::: Source records :::
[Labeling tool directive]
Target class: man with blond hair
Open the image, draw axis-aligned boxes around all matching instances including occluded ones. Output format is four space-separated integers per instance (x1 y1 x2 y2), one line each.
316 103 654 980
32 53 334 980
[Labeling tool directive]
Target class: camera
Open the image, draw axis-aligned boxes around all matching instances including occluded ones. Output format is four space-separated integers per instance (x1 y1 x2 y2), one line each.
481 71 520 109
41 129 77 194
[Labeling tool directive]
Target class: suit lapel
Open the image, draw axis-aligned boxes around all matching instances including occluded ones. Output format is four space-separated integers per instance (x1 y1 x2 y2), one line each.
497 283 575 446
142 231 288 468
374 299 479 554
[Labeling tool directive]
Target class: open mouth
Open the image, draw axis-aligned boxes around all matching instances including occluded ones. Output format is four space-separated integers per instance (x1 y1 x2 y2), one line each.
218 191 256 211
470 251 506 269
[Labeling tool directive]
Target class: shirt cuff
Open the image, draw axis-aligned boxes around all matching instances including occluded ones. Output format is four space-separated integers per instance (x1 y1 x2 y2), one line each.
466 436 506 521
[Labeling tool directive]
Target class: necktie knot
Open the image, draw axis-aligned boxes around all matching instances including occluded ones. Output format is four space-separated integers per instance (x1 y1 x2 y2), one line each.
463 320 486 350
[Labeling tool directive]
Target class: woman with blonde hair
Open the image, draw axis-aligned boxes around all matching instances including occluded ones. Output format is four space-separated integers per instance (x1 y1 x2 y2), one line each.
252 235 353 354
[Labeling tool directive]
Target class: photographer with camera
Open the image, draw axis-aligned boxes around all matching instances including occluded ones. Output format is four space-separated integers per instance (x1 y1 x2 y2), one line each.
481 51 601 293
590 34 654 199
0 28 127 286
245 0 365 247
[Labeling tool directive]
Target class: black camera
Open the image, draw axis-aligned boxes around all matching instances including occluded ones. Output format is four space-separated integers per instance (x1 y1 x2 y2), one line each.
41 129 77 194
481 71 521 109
:::
▶ Written exercise
Render every line in the rows above as a numbered list, leaving out blank lines.

▶ Exercise solution
1. [Labeling tool directive]
2. Target class: man with blond hair
3. Open the image, draw axis-aligned boxes around all matching instances including occluded ones. Output format is four space-separated integers per instance (x1 y1 x2 y2), one line each.
4. 316 103 654 980
5. 32 53 334 980
6. [Labeling tool directive]
7. Target class: camera
8. Open the image, draw axis-aligned boxes around all matching instances including occluded ones. Output format is four space-separated integers per instance (x1 y1 x2 y2), one line each.
9. 481 71 520 109
10. 41 129 77 194
11. [Labeling tool directive]
12. Target class: suit lapel
13. Open the image, draw axis-aligned boxes around all matching instances including occluded ones. Output format is four space-separated integers per instance (x1 y1 x2 y2), one line each.
14. 497 283 575 446
15. 142 231 288 468
16. 374 299 479 554
17. [Labeling tool directive]
18. Target class: open mouth
19. Open the image, draw axis-aligned boxes around all matching instances including occluded ones. Output format is four space-separated integers per instance (x1 y1 x2 y2), one line each.
20. 218 191 256 211
21. 470 251 506 269
22. [Labeling tool directive]
23. Target class: shirt cuff
24. Open the image, draw axis-aligned boxes around all matching instances including occluded ones. Output format is four space-separated integers per instance (x1 y1 x2 y2), one line each.
25. 466 436 506 521
26. [Labeling tool directive]
27. Target class: necktie knot
28. Open the image, draw axis-aligned boxes around all matching instances including occluded ones. Output format is four space-separated integers per instance (x1 y1 x2 y2), one line each.
29. 463 320 486 350
30. [Labeling tool directive]
31. Target class: woman with blonde hair
32. Open the image, draw axis-aligned boxes around all matching instances including occluded ones. Output format is four space-separated integers per instance (x1 y1 x2 y2), one line each.
33. 252 235 353 354
34. [Labeling tool directive]
35. Target class: photographer with camera
36. Open the image, draw axis-aligned boxes around all matching instances including occluded ones. Output format is four space-separated integers per instance (x1 y1 x2 y2), one line each.
37. 481 51 601 293
38. 590 34 654 199
39. 0 28 127 286
40. 245 0 365 247
41. [Labeling tool directive]
42. Target class: black camera
43. Open the image, draw axis-aligned boxes around all matching instances including occluded ones. Output format is four space-separated integers per instance (x1 y1 x2 y2), one line each.
44. 41 129 77 194
45. 481 71 521 109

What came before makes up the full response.